- **The tasks**:
1) Can you rewrite the part of the interview that opens with "Bill: Maybe in" and closes with "these two meet!", replacing "Wichita, Kansas" with "Portland, Maine"?
2) Answer these questions from the interview:
(a) What was the novel's working title?
(b) Who is Bill's editor?
(c) At which bookstore does Bill Lundgren work?

Melissa Falcon, novelist: Thanks for the month in Hawaii, Bill.  That’s one way to get to be the center of attention, you big showoff.

Ellen Cooney, novelist: I’ve got a question for you:  How did the title happen?  At the start or later?  I’m feeling the coolness of the “For” where one would expect an “Of.”  Somehow it puts out a sense of something startling and totally genuine.

Bill (looking out over the surf to the horizon): Wow, thanks, I agree.  The working title was Storm of the Century.  Which isn’t bad, except that it was a Stephen King book some years back.  And sounded a little too much like nonfiction, especially since the weather is just part of the story.  My editor, Kathy Pories, and I batted around all kinds of ideas, a lot of laughs (Two People Stuck in a Storm, They Met in a Grocery Store, The Shining), but nothing great was emerging.  Then I remembered my friend Liesel Litzenburger, who is a novelist herself, and a kind of title savant.  I sent her a very brief description of the book via email, and not four minutes later she shot back a thorough reply (including citations), the story of Henry David Thoreau and his only love.  Suffice it to say, the object of Henry’s affection shot him down.  And he went home and wrote in his Journals, “The only remedy for love is to love more.”  Liesel said, “So there’s your title, The Remedy for Love, but I don’t know if you’re woman enough to pull it off.”

Bill Lundgren, Bookseller at Longfellow Books, Portland, Maine: How much of this new novel has been influenced by the syndrome that John Gorka characterized in song as “The one who got away,” the lost love or fleeting love or missed connection that haunts ever after?

Bill: Maybe in this case more like “The one who couldn’t get away.”

Sarah Bagsby, Watermark Books and Café, Wichita, Kansas: Will there by any children?

Bill: I think we might be getting ahead of ourselves a little here.  We don’t even know what’s going to happen when these two meet!

Jamie Ford, novelist: When was the last time that someone broke your heart? Who was it? And are you over it?

- **Given data**:
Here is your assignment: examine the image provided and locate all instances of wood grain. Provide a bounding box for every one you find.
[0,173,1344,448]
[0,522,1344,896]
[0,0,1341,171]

- **Problem solutions**:
1)
Bill: Maybe in this case more like “The one who couldn’t get away.”

Sarah Bagsby, Watermark Books and Café, Portland, Maine: Will there by any children?

Bill: I think we might be getting ahead of ourselves a little here.  We don’t even know what’s going to happen when these two meet!

2)
(a) Storm of the Century
(b) Kathy Pories
(c) Longfellow Books in Portland, Maine